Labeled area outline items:

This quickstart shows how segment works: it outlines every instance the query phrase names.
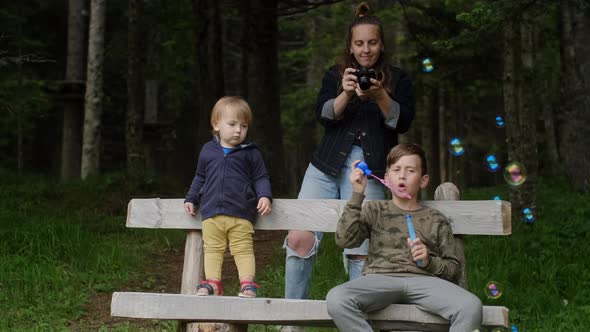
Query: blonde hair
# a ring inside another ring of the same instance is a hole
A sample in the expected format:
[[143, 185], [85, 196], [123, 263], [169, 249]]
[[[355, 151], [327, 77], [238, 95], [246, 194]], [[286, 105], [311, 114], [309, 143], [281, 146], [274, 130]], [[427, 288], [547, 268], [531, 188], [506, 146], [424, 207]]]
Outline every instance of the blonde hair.
[[[248, 126], [252, 124], [252, 110], [248, 102], [242, 97], [238, 96], [225, 96], [221, 97], [213, 106], [211, 111], [211, 127], [215, 127], [217, 122], [221, 120], [223, 112], [232, 111], [235, 112], [240, 121], [248, 123]], [[216, 134], [216, 132], [214, 132]]]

■ Problem details ■
Rewrite the records above with every instance of "blonde hair" replaced by "fair hair" and all other text left as is. Omit the pictures from your answer.

■ Solved exercise ■
This quickstart shows how segment works: it outlines every instance the query phrase names.
Query: fair hair
# a ring inside another ring of the same instance is a hole
A sample in the expected format:
[[143, 185], [85, 196], [123, 263], [169, 249]]
[[[355, 151], [327, 77], [238, 95], [246, 194]], [[286, 105], [311, 114], [309, 143], [281, 146], [274, 130]], [[427, 288], [547, 268], [531, 188], [506, 146], [424, 207]]]
Outline every instance of the fair hair.
[[[248, 126], [252, 124], [252, 110], [248, 102], [242, 97], [238, 96], [225, 96], [221, 97], [213, 106], [211, 111], [211, 127], [215, 127], [217, 122], [221, 120], [223, 112], [232, 111], [235, 112], [240, 121], [248, 123]], [[216, 134], [216, 132], [214, 132]]]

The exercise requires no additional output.